INSTRUCTIONS FOR THE TASK: Rewrite the material below, changing "region" to "area" and leaving everything else untouched.

RECORDS FOR THE TASK:

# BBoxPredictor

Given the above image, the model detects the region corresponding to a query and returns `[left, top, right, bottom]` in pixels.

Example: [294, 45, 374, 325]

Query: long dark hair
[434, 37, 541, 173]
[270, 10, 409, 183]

WRITTEN REPLY:
# BBoxPredictor

Given the above image, the model detects the area corresponding to a query and returns `[left, top, right, bottom]` in pixels.

Example: [294, 45, 374, 325]

Query: long dark hair
[434, 37, 541, 173]
[270, 10, 409, 183]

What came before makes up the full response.